* [WORK REQUEST]: Transcribe the material verbatim, starting at its first line and stopping once the line containing "box: [1417, 451, 1737, 516]" has been given; no picture should appear.

* [SUPPLIED DATA]:
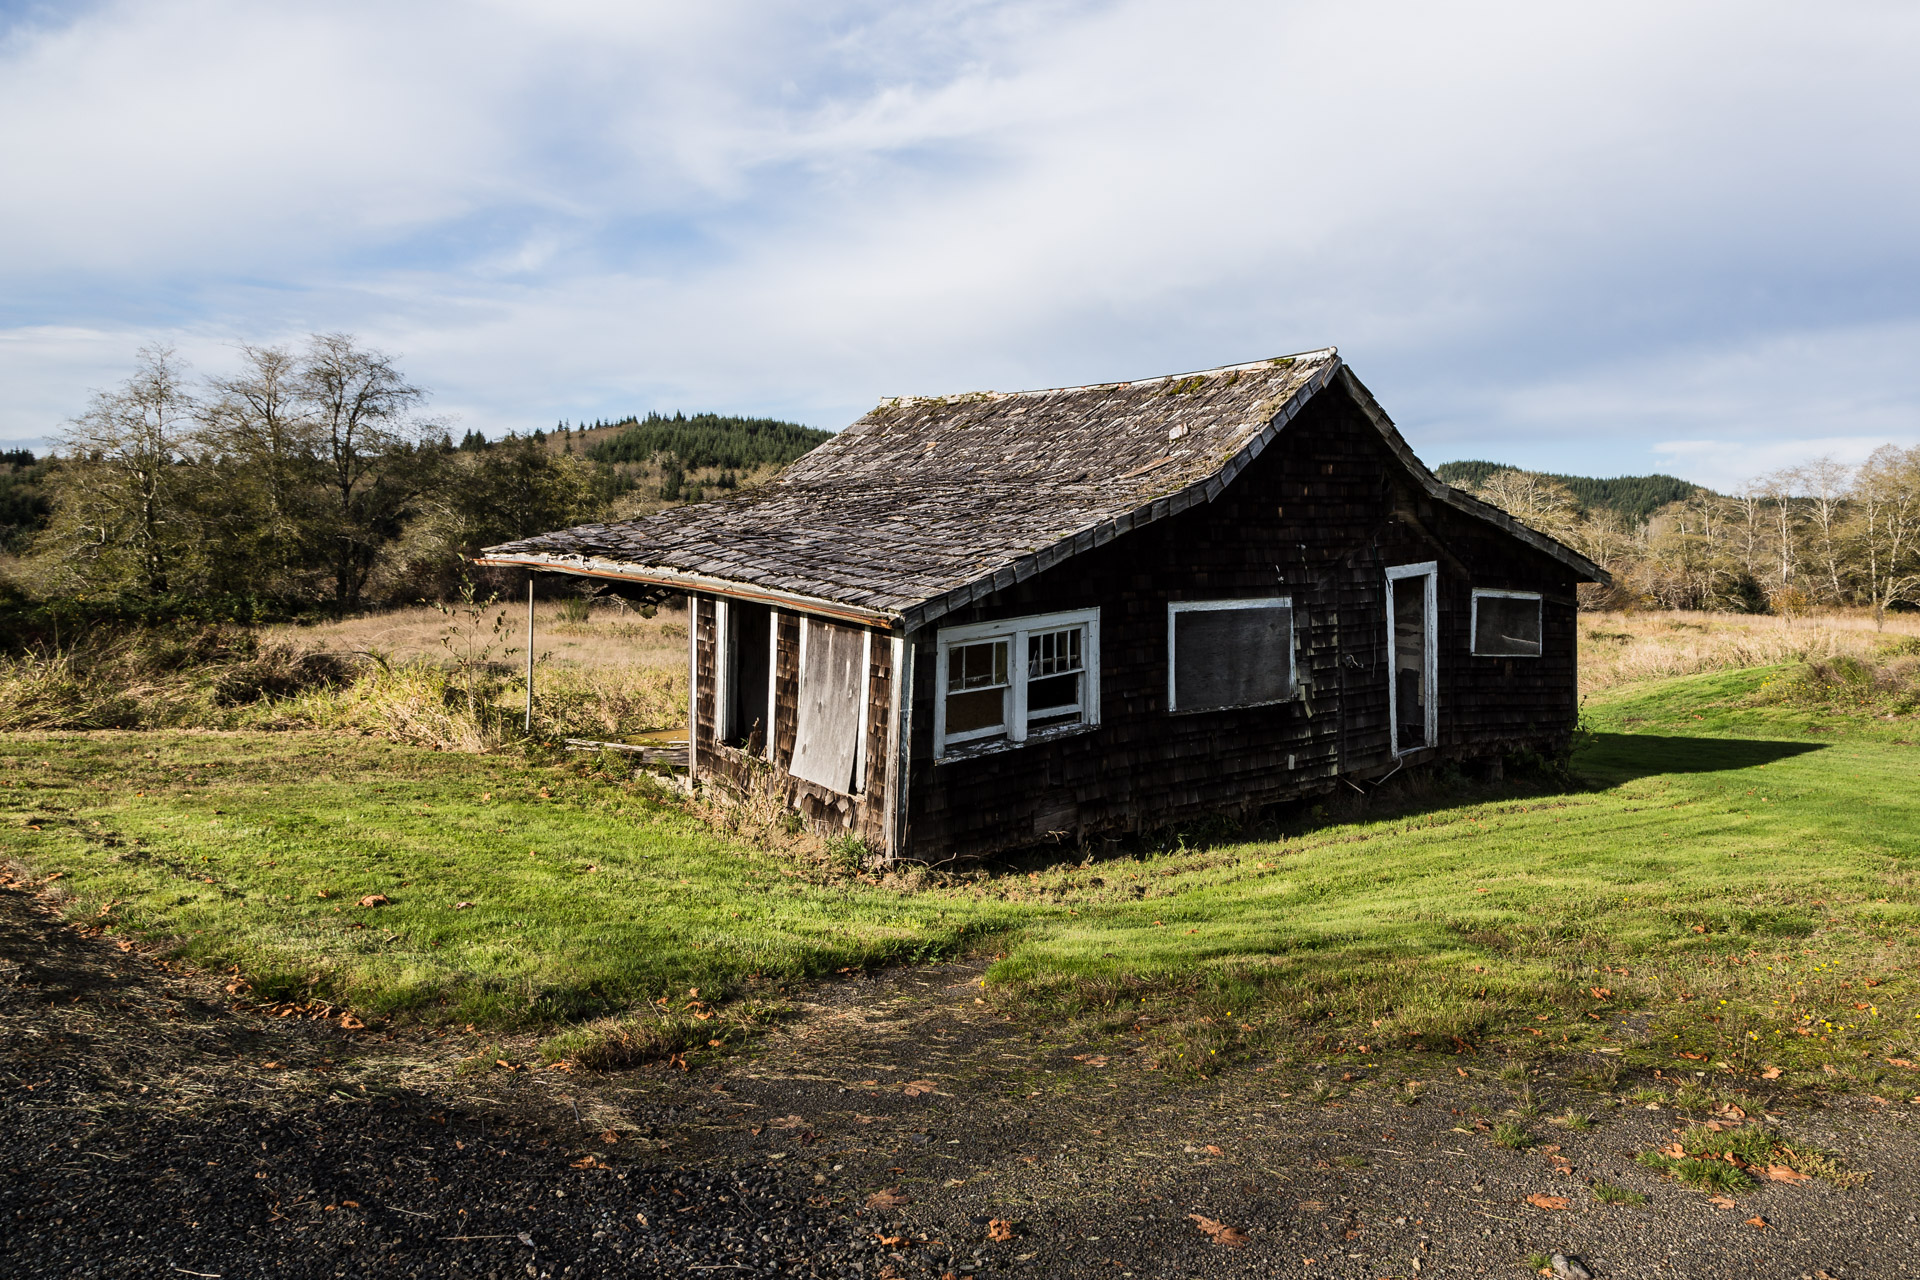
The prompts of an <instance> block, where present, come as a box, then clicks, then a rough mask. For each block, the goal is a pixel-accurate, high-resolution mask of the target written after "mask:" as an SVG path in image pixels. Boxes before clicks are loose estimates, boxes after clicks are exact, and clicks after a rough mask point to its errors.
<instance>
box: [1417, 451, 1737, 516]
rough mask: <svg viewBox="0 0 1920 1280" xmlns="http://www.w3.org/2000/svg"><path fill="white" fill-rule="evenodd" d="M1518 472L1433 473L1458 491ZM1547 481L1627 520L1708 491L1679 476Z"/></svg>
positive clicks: (1459, 465) (1453, 462)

* [WRITTEN REPLY]:
The prompts of an <instance> block, where present, come as a box, then clicks, then a rough mask. For each block, the goal is a pixel-accurate, high-resolution mask of the target written after "mask:" as an SVG path in image pixels. Boxes before clicks are loose estimates, boxes after clicks are exact, and clicks after a rough mask point to its errors.
<instance>
box: [1417, 451, 1737, 516]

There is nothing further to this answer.